- [Exercise task] Copy the lines of the items from the line that contains "REQUEST: green hedge" through the line that contains "[274,138,288,146]", including both of those lines and every request line between them. Multiply each bounding box coordinate in the answers by 0.3 and round it to a whole number, rounding halves up, and give only those lines.

- [Material provided]
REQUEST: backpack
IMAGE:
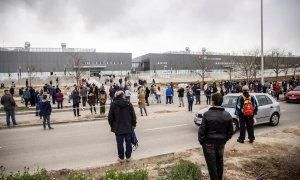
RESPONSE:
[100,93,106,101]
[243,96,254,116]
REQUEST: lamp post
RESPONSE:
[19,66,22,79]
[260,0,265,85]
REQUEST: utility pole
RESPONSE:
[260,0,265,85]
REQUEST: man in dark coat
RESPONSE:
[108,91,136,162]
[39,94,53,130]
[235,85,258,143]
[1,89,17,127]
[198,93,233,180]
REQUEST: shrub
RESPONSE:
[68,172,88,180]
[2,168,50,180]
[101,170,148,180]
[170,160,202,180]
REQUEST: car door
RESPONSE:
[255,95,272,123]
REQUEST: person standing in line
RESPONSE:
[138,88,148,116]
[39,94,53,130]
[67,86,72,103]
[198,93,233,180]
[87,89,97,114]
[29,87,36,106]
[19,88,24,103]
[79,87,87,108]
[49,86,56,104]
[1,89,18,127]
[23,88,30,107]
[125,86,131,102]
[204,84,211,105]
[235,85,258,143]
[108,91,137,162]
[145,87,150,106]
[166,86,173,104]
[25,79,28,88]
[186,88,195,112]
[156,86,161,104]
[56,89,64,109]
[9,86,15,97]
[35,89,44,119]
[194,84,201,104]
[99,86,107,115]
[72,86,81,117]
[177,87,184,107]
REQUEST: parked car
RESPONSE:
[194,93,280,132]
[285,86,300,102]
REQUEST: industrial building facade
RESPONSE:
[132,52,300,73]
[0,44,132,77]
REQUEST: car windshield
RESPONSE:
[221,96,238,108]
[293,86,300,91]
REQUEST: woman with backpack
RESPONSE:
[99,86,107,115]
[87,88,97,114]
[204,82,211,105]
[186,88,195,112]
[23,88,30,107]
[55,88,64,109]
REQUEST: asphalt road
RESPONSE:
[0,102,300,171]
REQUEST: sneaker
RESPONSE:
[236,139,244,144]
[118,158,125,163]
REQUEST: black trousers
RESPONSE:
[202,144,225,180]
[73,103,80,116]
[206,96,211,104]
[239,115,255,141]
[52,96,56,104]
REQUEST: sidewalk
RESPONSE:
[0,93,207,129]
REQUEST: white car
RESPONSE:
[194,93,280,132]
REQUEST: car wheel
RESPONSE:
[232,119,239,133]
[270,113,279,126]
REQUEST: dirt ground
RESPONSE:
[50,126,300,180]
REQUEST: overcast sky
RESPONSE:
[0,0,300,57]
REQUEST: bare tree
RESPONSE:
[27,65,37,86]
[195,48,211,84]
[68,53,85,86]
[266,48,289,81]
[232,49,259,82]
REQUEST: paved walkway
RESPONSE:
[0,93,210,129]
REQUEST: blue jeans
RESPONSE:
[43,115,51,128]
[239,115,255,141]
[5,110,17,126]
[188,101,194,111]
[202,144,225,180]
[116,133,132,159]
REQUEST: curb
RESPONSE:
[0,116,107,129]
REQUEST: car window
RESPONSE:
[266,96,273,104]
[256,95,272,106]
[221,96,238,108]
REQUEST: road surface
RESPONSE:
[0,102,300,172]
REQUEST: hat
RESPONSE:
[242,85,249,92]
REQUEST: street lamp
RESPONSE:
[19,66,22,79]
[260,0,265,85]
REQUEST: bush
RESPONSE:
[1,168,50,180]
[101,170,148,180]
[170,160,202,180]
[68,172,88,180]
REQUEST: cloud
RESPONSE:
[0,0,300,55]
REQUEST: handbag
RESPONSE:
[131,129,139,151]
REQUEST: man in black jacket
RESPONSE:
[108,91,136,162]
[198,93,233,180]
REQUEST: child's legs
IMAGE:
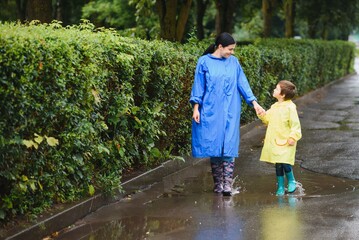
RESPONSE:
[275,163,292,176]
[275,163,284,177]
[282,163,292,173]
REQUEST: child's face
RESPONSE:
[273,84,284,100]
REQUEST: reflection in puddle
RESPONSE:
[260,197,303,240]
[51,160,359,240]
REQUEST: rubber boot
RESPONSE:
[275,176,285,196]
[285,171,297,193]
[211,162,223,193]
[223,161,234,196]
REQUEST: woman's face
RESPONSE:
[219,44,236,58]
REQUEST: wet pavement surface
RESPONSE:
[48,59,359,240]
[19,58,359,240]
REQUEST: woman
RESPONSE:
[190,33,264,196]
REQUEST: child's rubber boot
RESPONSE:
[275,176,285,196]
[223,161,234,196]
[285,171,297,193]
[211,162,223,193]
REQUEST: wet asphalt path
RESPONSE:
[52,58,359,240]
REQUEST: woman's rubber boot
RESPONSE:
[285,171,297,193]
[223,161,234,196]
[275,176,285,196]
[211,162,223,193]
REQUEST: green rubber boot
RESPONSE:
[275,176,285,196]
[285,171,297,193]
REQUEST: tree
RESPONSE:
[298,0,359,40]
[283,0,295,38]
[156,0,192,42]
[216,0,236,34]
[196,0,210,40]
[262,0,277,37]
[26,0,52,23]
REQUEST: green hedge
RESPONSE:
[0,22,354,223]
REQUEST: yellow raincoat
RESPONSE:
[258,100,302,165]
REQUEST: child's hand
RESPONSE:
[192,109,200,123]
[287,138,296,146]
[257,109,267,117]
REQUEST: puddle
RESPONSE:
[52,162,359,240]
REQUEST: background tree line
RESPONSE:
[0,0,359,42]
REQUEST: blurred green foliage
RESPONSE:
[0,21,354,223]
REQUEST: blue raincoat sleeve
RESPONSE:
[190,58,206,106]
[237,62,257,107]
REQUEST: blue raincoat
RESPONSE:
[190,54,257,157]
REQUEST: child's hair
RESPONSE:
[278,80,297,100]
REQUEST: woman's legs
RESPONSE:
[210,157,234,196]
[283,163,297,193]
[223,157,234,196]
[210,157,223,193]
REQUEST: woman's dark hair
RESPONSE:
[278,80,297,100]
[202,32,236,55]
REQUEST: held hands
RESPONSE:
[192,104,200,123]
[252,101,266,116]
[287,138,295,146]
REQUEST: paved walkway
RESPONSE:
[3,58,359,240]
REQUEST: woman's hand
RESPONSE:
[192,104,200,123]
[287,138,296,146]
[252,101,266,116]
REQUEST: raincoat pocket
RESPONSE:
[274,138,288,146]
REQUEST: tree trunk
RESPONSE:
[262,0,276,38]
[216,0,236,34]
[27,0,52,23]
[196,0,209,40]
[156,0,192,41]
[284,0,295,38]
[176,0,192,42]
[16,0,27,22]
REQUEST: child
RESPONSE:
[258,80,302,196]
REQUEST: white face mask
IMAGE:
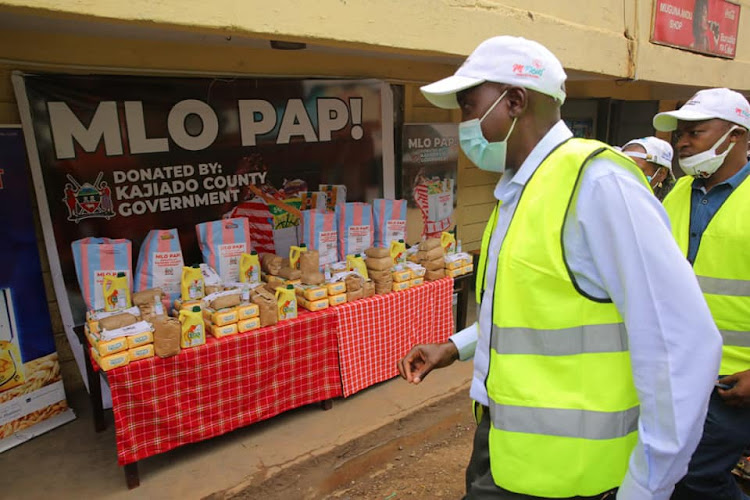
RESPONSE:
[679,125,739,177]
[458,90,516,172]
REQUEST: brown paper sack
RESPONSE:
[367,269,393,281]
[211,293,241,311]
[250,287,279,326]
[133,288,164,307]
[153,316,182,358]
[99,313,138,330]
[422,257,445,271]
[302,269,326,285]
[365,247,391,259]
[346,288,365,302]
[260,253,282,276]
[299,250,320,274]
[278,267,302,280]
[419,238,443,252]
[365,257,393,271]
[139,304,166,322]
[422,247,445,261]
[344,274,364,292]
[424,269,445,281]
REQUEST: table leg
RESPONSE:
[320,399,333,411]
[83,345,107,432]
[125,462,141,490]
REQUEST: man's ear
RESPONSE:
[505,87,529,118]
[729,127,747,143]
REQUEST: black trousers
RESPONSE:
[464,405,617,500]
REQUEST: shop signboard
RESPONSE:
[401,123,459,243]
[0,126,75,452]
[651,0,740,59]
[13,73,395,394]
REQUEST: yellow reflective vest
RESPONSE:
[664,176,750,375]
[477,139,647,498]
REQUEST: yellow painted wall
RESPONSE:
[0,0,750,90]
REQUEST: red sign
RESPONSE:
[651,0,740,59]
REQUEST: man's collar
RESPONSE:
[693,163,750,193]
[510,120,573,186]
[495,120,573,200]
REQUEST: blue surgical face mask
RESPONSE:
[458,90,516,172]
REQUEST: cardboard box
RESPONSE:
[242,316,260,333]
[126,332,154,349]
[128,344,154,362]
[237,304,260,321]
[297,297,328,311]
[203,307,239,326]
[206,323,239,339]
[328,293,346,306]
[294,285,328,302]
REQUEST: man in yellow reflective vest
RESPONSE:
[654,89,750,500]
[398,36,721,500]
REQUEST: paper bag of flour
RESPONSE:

- [Full response]
REQUEST: green hedge
RESPONSE:
[0,7,106,67]
REQUEST: yellow raincoat
RESPONSE:
[77,30,91,50]
REQUEST: child's hand
RESPONSE:
[58,33,60,37]
[86,41,89,44]
[77,33,80,35]
REQUEST: puddle
RESPONSE:
[16,49,108,72]
REQUEST: background tree line
RESPONSE:
[0,0,108,13]
REQUEST: blurred green foliage
RESPONSE:
[0,6,106,67]
REQUEST: blue raincoat sleeve
RESPONSE:
[57,17,62,32]
[71,19,77,32]
REQUEST: blue raincoat
RESPONSE:
[57,16,77,47]
REQUEST: child's hair
RESPONSE:
[83,24,89,30]
REQUEST: woman's legs
RESPONSE:
[63,47,70,59]
[85,49,89,58]
[67,47,70,59]
[63,47,67,58]
REQUEST: woman's dark hair
RESPONSE:
[83,24,89,30]
[61,10,71,17]
REQUEST: held hands
RESPONSE:
[58,31,60,37]
[76,30,80,35]
[86,41,89,44]
REQUEST: paved walkway
RESPONSE:
[1,17,108,72]
REQUEST: woman's hand
RESPONSE:
[58,31,60,37]
[86,41,89,44]
[76,30,80,35]
REQUEST: raincoat pocket
RESPONSE:
[82,41,86,44]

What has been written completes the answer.